+++ EXTRAIT DE PAGE +++
En ce qui concerne la politique budgétaire (impôts, subventions) pour 2024, les attentes étaient élevées, y compris à l’étranger. Le gouvernement chinois allait-il mettre en place de nouvelles incitations fiscales fortes pour stimuler l’économie ? Li est resté sibyllin : la politique budgétaire sera “renforcée de manière appropriée“. Les mesures fiscales ne doivent pas faire peser une charge insoutenable sur les finances publiques. Comme l’année prochaine, le déficit budgétaire restera à 3 % et le financement hors budget (avec des obligations spéciales) restera également à peu près au même niveau.

Le gouvernement opte pour une inflation de 3 % (ce qui était prévu en 2023 sans être atteint). La politique monétaire (taux d’intérêt, réserves) augmentera la masse monétaire pour atteindre l’objectif d’inflation. Il est important que cela se fasse de manière à ce que l’argent supplémentaire aille à des investissements judicieux et non vers des comptes bancaires ; par exemple, il y aura des mesures en faveur des PME, pour des projets technologiques, numériques et environnementaux ainsi que pour des fonds de pension.

La coordination entre les différents ministères doit être renforcée pour parvenir à une politique cohérente qui tienne compte de tous les aspects et de toutes les parties prenantes d’un problème, tant au niveau national que local.

Li ne s’est pas contenté d’une ligne directrice générale. Il a présenté 10 tâches économiques concrètes pour 2024. La plupart tournent autour des “nouvelles forces productives de qualité”.

En voici un bref aperçu : modernisation industrielle ; amélioration de la science et de l’éducation ; augmentation de la demande intérieure ; poursuite des réformes structurelles ; ouverture plus qualitative aux pays étrangers avec des avantages mutuels ; sécurité et gestion des risques dans certains secteurs ; poursuite de l’engagement en faveur des zones rurales ; meilleure intégration urbaine-rurale et optimisation de la spécialisation régionale ; investissement dans l’environnement et le climat. Enfin et surtout, l’amélioration du bien-être de la population et le développement de meilleures méthodes de gouvernance sociale.

Comment ont-ils calculé une croissance de 5 % et comment y parviendront-ils ?

Le 5 mars, le gouvernement chinois a tenu une conférence de presse. Le porte-parole était Huang Shouhong, chargé de préparer le rapport annuel du gouvernement. Il lui a été demandé comment le gouvernement avait calculé un taux de croissance de 5 % et comment il comptait l’atteindre.
+++ DONNÉES FOURNIES +++
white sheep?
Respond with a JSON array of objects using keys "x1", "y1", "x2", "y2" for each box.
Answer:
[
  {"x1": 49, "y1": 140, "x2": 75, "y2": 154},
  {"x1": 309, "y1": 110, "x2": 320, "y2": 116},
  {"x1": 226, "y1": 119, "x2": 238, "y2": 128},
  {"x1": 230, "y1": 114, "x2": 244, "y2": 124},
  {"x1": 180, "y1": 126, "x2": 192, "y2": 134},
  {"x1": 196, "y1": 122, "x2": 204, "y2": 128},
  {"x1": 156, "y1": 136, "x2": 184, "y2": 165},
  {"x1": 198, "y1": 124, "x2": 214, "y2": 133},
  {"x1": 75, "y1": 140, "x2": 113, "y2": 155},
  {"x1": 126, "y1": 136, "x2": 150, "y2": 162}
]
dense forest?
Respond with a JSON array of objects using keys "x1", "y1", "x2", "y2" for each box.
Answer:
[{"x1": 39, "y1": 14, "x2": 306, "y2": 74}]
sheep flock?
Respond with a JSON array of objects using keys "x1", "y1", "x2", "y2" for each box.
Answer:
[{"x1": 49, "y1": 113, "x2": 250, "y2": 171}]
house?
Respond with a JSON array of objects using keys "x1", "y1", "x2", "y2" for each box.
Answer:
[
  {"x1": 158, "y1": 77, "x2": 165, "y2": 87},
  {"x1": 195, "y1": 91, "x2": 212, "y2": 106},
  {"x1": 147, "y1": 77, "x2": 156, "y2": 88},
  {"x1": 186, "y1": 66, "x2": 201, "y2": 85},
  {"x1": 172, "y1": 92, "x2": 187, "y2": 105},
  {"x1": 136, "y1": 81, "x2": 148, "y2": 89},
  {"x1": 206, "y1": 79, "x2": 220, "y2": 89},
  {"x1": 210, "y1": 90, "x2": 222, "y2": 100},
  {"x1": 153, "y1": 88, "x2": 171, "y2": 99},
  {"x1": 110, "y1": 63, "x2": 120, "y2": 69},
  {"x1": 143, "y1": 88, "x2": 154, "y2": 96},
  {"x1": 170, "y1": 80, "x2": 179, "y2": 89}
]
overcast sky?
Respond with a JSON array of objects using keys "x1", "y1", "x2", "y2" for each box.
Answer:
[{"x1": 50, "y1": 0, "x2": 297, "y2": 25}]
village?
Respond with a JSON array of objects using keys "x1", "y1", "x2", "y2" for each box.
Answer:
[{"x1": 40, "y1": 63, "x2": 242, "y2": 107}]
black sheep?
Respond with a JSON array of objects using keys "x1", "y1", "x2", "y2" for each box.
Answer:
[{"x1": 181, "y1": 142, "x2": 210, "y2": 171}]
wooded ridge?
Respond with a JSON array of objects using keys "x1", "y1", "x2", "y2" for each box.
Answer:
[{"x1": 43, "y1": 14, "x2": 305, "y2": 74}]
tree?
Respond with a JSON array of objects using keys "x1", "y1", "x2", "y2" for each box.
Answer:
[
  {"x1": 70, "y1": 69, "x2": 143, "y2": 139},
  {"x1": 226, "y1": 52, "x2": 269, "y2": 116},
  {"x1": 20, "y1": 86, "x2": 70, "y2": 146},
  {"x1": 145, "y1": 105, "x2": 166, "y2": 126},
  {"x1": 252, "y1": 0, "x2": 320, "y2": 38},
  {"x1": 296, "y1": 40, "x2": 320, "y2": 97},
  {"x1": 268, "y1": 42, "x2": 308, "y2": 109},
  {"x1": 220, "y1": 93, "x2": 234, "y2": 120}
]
+++
CONSIGNE. D'après l'extrait sur la politique économique chinoise, combien de tâches économiques concrètes Li a-t-il présentées pour 2024 ? Les lignes ne jouent aucun rôle dans cet exercice.

CORRIGÉ. Il en a présenté 10.